--- START OF Records ---
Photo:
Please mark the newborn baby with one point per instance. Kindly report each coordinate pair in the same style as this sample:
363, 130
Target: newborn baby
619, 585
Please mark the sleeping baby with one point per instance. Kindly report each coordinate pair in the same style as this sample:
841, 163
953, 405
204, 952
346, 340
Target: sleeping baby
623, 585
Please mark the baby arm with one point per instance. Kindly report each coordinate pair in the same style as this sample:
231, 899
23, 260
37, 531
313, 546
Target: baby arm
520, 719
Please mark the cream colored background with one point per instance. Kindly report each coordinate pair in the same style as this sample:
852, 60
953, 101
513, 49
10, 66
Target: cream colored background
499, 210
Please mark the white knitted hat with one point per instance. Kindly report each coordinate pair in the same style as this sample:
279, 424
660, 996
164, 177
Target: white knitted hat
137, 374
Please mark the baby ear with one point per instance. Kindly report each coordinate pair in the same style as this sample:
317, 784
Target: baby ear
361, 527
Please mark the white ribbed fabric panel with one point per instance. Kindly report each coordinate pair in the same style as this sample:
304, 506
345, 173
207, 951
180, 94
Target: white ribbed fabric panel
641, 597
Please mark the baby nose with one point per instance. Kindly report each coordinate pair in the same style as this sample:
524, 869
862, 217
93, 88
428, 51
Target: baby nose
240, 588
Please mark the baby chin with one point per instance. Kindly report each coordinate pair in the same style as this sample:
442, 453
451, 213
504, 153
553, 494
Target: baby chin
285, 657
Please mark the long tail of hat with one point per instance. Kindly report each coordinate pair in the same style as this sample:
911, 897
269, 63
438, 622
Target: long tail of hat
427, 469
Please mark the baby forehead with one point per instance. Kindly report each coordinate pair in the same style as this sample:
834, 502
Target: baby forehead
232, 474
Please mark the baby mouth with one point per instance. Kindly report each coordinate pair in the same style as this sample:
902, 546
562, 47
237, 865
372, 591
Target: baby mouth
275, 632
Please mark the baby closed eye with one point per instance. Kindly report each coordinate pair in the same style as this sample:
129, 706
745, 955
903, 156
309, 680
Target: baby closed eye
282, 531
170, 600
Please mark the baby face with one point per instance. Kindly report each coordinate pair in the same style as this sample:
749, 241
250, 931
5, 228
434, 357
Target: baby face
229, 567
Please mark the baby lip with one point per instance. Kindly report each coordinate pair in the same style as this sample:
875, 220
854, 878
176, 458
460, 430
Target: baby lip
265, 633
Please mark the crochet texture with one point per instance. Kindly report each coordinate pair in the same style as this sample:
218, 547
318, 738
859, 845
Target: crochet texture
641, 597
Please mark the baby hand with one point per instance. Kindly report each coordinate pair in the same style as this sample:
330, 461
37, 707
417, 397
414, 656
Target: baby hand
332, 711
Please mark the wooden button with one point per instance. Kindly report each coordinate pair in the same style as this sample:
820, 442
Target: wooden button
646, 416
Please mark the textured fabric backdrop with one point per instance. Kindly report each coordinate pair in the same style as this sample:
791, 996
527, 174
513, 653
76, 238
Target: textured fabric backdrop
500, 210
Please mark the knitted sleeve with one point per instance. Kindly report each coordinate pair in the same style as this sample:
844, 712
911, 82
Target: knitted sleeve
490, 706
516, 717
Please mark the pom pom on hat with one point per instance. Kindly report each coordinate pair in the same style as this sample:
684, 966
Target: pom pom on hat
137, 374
--- END OF Records ---
* [Brief] Please output the complete data exactly.

* [Written solution]
Photo:
Please mark the newborn baby with one point per instance. Kindly report each coordinate pair in the same style as this sample:
363, 130
Target: newborn baby
619, 585
Please mark the sleeping baby with one point per instance. Kindly report each coordinate pair in the same style as this sample:
841, 163
953, 405
204, 952
346, 340
Target: sleeping baby
623, 585
Please mark the baby arm with one point per instance. Kindly report each coordinate pair in the same style as this sample:
231, 899
23, 260
37, 531
313, 546
Target: baby arm
520, 719
Please mark the cream colored background with one point per instance. Kindly report each coordinate pair in the same style as this sample:
852, 60
953, 101
513, 49
10, 66
Target: cream colored background
499, 210
Please mark the white knitted hat with one point per instance. Kindly report each coordinate pair in the same style as this sample:
279, 424
660, 996
164, 177
Target: white knitted hat
137, 374
Please mark the baby ear with one point per instance. Kindly report each coordinate pair in the same style as this sample:
317, 784
Target: baby ear
361, 527
Please mark the white ribbed fabric panel with one point per instance. Kindly report each coordinate pair in the same style as this sample:
304, 506
345, 173
207, 951
180, 94
Target: white ribbed fabric panel
641, 597
Please mark the baby nose with one point per instance. Kindly report each coordinate pair in the same style as this sample:
524, 869
862, 217
93, 88
428, 51
Target: baby nose
240, 588
Please mark the baby chin with one point per instance. Kindly report each coordinate pair in the same style as this sample:
442, 453
451, 213
504, 153
553, 494
Target: baby chin
285, 657
Please mark the long tail of hat with one point per instance. Kindly report each coordinate pair in the same style as this sample:
911, 897
269, 63
438, 622
Target: long tail of hat
427, 469
Please mark the baby forehead with one point per instance. Kindly report each coordinate pair in the same style as this sample:
834, 502
Target: baby forehead
232, 474
Please mark the baby mouth with one point per instance. Kindly report each coordinate pair in the same style as this sample:
902, 546
562, 47
237, 865
372, 591
Target: baby mouth
275, 632
Please mark the baby closed eye with one point per instance. Kindly report each coordinate pair in the same style as this sample:
129, 706
745, 955
903, 156
309, 680
Target: baby closed eye
282, 531
170, 600
Please mark the baby face with one point per instance. Kindly report each coordinate pair in the same style as this sample:
749, 241
250, 931
5, 228
434, 357
Target: baby face
229, 567
Please mark the baby lip with one point per instance. Kindly report each coordinate pair in the same style as this sample:
875, 220
854, 878
176, 458
460, 430
Target: baby lip
265, 633
Please mark the crochet texture with one point per instance. Kindly report each coordinate pair in the same style as this sample:
218, 547
318, 738
859, 845
Target: crochet texture
641, 597
Please mark the baby hand with one point per instance. Kindly report each coordinate pair in the same style as this sample:
330, 461
37, 707
417, 397
414, 656
Target: baby hand
332, 711
Please mark the wooden button with one point per instance. Kindly report each coordinate pair in the same style as this sample:
820, 442
Target: wooden button
646, 416
Please mark the textured fabric backdrop with one point per instance. Kindly report each coordinate pair in the same style as this sample:
791, 996
527, 174
513, 653
76, 238
Target: textured fabric backdrop
500, 210
Please mark the knitted sleeve with one point per instance. Kindly report each coordinate pair in the same style as this sample:
844, 712
911, 82
Target: knitted sleeve
490, 706
516, 717
Please mark the pom pom on hat with one point per instance. Kindly report each coordinate pair in the same style as this sample:
684, 966
Target: pom pom on hat
137, 374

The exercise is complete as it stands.